Exercise goal
Below are some records; reproduce every one of them exactly.

[Object pointing dataset rows]

** begin **

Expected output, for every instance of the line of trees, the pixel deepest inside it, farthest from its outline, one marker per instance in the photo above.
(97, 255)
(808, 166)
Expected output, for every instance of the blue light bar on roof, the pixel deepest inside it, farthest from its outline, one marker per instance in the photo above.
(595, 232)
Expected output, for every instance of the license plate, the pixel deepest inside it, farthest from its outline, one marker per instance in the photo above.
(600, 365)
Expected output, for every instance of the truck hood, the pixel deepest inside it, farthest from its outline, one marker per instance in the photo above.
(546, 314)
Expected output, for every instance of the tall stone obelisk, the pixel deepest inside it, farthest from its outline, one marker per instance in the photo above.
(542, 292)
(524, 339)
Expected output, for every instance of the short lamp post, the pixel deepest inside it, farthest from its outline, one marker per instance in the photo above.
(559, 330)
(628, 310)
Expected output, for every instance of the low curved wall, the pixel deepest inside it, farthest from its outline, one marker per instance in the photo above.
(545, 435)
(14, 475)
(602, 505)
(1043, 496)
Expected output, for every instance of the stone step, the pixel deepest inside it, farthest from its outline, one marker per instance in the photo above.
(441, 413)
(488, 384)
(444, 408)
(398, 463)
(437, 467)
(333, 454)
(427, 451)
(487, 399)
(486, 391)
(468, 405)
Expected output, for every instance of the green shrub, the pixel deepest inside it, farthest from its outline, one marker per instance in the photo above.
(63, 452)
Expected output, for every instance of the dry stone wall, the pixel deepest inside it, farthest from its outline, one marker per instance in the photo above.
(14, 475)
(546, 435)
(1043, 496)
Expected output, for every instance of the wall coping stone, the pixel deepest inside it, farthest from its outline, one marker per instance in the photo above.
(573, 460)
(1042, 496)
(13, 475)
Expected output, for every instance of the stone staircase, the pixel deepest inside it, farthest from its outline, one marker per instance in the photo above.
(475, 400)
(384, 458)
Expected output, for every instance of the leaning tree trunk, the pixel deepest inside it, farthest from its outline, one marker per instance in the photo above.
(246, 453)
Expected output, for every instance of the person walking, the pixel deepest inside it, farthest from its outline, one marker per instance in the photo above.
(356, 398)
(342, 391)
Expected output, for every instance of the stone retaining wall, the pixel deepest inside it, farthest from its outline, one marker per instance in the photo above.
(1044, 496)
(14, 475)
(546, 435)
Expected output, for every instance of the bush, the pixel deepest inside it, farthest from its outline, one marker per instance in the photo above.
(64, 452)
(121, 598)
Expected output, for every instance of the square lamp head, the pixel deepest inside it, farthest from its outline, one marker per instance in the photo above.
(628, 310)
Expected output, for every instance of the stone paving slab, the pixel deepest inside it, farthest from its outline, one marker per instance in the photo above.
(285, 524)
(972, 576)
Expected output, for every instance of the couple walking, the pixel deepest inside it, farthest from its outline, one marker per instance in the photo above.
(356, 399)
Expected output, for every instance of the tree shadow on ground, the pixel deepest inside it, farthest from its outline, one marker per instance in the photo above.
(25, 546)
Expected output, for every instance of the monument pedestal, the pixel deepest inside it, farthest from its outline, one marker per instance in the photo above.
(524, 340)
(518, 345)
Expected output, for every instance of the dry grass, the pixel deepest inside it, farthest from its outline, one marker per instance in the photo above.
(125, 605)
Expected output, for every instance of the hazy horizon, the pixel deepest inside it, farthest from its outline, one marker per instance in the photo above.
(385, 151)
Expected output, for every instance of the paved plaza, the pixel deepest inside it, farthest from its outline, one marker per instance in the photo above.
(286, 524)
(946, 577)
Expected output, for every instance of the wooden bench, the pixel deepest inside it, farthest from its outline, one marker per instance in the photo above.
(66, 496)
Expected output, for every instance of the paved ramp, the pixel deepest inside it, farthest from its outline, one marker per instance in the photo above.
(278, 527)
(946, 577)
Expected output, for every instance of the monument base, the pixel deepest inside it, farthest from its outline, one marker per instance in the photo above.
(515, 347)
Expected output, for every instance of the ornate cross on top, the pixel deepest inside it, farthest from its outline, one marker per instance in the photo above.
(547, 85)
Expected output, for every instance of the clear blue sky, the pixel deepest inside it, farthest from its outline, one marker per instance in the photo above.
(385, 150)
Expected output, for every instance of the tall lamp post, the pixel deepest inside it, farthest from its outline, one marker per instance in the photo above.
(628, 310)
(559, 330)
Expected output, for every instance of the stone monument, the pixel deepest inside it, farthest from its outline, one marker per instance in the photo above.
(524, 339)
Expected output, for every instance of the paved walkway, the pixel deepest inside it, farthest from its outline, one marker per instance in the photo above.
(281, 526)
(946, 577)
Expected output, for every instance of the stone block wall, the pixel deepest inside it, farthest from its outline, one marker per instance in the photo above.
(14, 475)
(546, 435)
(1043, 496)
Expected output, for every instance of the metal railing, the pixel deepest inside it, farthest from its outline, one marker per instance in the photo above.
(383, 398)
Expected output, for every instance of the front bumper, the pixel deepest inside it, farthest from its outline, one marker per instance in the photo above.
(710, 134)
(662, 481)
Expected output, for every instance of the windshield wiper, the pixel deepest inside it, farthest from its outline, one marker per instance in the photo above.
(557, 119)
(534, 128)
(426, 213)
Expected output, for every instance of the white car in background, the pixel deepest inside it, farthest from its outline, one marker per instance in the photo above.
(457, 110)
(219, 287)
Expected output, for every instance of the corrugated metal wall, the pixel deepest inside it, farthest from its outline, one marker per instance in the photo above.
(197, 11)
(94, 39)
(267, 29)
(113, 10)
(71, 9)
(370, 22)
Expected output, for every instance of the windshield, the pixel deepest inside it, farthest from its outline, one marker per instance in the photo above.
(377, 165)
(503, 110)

** end **

Result of this exercise
Expected output, for every instance of the line of trees, the pixel deepest inside it, farthest from its outline, one marker per instance in the photo above.
(97, 255)
(808, 166)
Expected output, for every instance of the blue light bar on roof, the pixel deepest inside it, farthest from its outline, one marker per instance in the photo above.
(595, 232)
Expected output, for every instance of the license plate, the pixel deepest inside it, farthest from its outline, one marker per instance in the photo above.
(600, 365)
Expected output, for every instance of the truck hood, the pixel deepest inside it, farthest from its outline, one marker per instance in the photo above.
(546, 314)
Expected output, for every instance of the tall stone obelisk, the pixel deepest inside it, farthest from its outline, one marker per instance in the photo above.
(542, 292)
(524, 339)
Expected output, for every instance of the short lamp post, the pixel deepest inside it, farthest from its outline, one marker per instance in the photo above.
(559, 330)
(628, 310)
Expected output, for every instance of the low curved wall, the pixel deepest inside it, farthest from its outline, one marker per instance in the photo above.
(545, 435)
(14, 475)
(602, 505)
(1043, 496)
Expected output, for every instance of the stone step, the pixel deepest inside it, farthest from its outline, one marker per instance in the photo above.
(441, 413)
(488, 384)
(444, 408)
(398, 463)
(437, 467)
(333, 454)
(427, 451)
(487, 399)
(486, 391)
(468, 405)
Expected output, for every instance of the green shrub, the pixel deepest inside it, farthest from its outline, one marker per instance in the photo above.
(63, 452)
Expected output, for every instance of the dry stone wall, the pixel deepest inside it, farthest from its outline, one marker per instance in the photo above.
(14, 475)
(546, 435)
(1043, 496)
Expected output, for every instance of the wall coping stone, the pixel deepest inside it, farthest from its outline, one marker per instance in the photo above.
(573, 460)
(1042, 496)
(13, 475)
Expected output, for every instance of the stone staircase, the pixel deepest inside it, farthest from its outline, one marker per instance in the photo above.
(475, 400)
(384, 458)
Expected output, for every instance of the leaning tree trunk, the pixel deepest inside it, farthest from its outline, one marker per instance in the photo above.
(246, 453)
Expected output, for every instance of the person walking, the pixel deepest inside it, farthest from its outline, one marker per instance in the photo above.
(356, 398)
(342, 391)
Expected output, for every instance of the stone retaining wall, the pixel deepest inside it, farthest from its outline, one marker per instance in the photo above.
(1044, 496)
(14, 475)
(546, 435)
Expected output, for every instance of the bush, the pixel deepest inside it, farthest from its outline, one marker per instance in the photo above.
(64, 452)
(121, 598)
Expected output, for every instance of the square lamp head, the pixel deepest inside it, farthest from its outline, one marker per instance in the photo above.
(628, 310)
Expected output, for every instance of the stone paving slab, the pixel deepest inside it, farthest from its outline, one marker per instance in the photo above.
(285, 524)
(972, 576)
Expected output, for every instance of the couple walking, the pixel deepest inside it, farthest from its outline, one marker per instance in the photo above.
(356, 399)
Expected output, for every instance of the tree shadow on ground, the pixel deepest inside it, farthest from its outline, one marker per instance in the photo above.
(25, 546)
Expected output, for every instance of the monument pedestal, the pixel deepest inside it, farthest from its outline, one marker per instance in the photo above.
(524, 340)
(518, 345)
Expected output, for every instance of the dry grass, the pixel deepest inside it, farthest from its outline, one marker per instance in the photo above.
(125, 605)
Expected output, for every instance of the hazy horizon, the pixel deepest inside it, farthest from its outline, one marker per instance in the photo above.
(385, 151)
Expected output, for every instance of the paved plaza, the pixel deepest inside it, farthest from its outline, one marker per instance in the photo above.
(286, 524)
(946, 577)
Expected output, for every instance of the wooden bench, the pixel deepest inside it, farthest from its outline, one marker per instance in the photo above.
(66, 496)
Expected output, for every instance of the paved ramp, the pixel deepest inside it, farthest from its outline, one marker per instance in the photo above.
(278, 527)
(946, 577)
Expected output, for every instance of the monument base, the pixel deepest inside it, farthest from its outline, one marker per instance in the photo above.
(515, 347)
Expected output, for every instance of the ornate cross on top, the pixel deepest inside it, farthest from its outline, one marker per instance in the photo above.
(547, 85)
Expected output, for every instance of the clear blue sky, the pixel deepest inside it, farthest from its outline, one marker per instance in the photo above.
(385, 150)
Expected output, for every instance of the tall lamp post, the pixel deepest inside it, farthest from its outline, one marker per instance in the photo above.
(628, 310)
(559, 330)
Expected output, for every instance of the stone monument, the pixel deepest inside it, farthest from its outline, one marker per instance in the photo above.
(524, 339)
Expected output, for every instance of the paved walkway, the pixel deepest inside it, farthest from its outline, one marker per instance in the photo above.
(281, 526)
(946, 577)
Expected output, for every instance of the stone block wall, the pixel deepest inside it, farthest from its outline, one marker per instance in the photo above.
(14, 475)
(546, 435)
(1043, 496)
Expected output, for every instance of the metal railing, the pixel deepest inside it, farthest from its outline, one marker per instance in the photo above.
(383, 398)
Expected output, for every instance of the front bumper, the pixel deepest inside it, farthest from its outline, one marker per instance in the photo above.
(710, 134)
(662, 481)
Expected output, for every instance of the windshield wiper, the pixel deepest inside it, farthest from its outline, one marker per instance in the photo above.
(557, 119)
(534, 128)
(426, 213)
Expected output, for every instance of the white car in background, the pixel deepest inside it, farthest from its outline, one marker per instance in the photo above.
(457, 110)
(219, 287)
Expected output, for every instance of the corrugated metal wall, the pixel deepest inside it, farthest from its outline, one marker per instance in the photo above.
(197, 11)
(94, 39)
(267, 29)
(113, 10)
(71, 9)
(370, 22)
Expected output, for every instance of the windshield, the pixel deepest inside it, farthest from its outline, one marker per instance in the photo above.
(377, 165)
(503, 110)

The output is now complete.